### [Problem description]
For this exercise, output the line holding "Bounding box format: x1" and all subsequent lines of the entries below, unchanged, up to and including the last.

Supplied data Block Start

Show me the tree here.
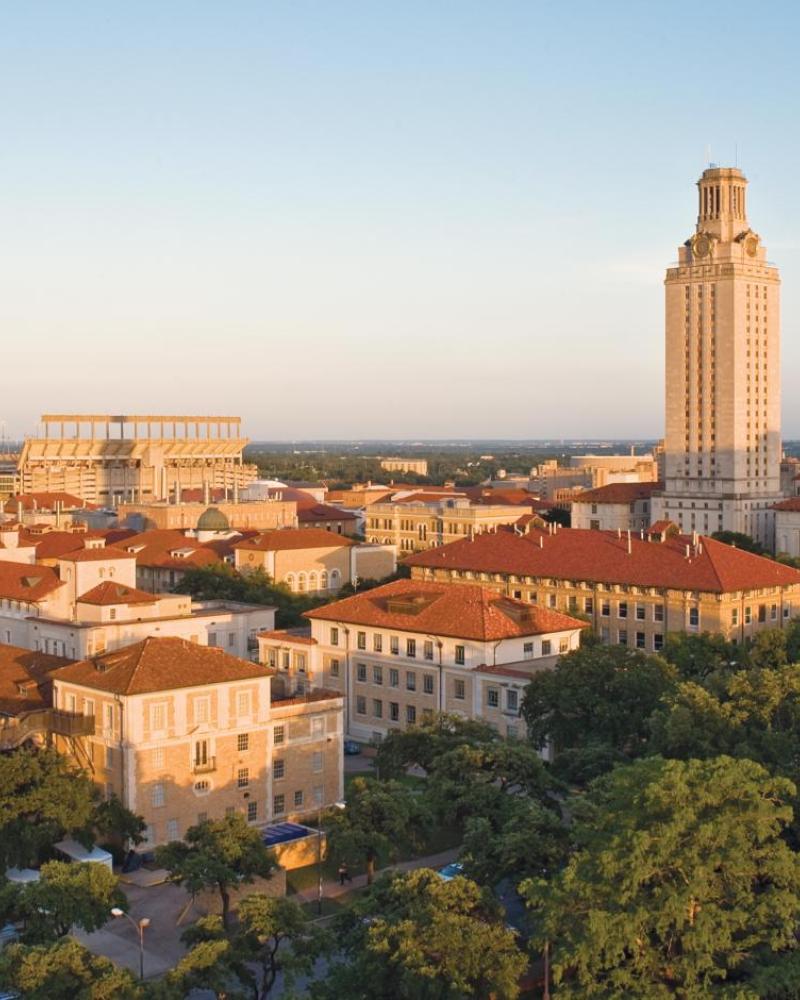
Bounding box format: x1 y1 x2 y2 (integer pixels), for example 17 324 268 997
521 645 676 766
313 868 526 1000
91 794 147 847
2 860 126 942
661 631 740 681
325 776 427 884
0 938 140 1000
523 756 800 998
156 814 275 930
747 627 789 669
711 530 766 555
374 713 499 780
0 748 97 869
160 895 324 1000
461 797 568 889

Supplied data Block End

### [Reply to the task]
Bounding box format: x1 y1 x2 y2 (integer pixels), for example 17 324 268 997
521 645 676 766
313 868 526 1000
91 794 147 847
2 860 126 942
661 631 740 681
325 776 427 884
0 938 140 1000
523 756 800 998
156 814 275 930
747 627 789 669
711 530 766 555
374 713 499 780
0 748 97 869
160 895 324 1000
461 797 568 889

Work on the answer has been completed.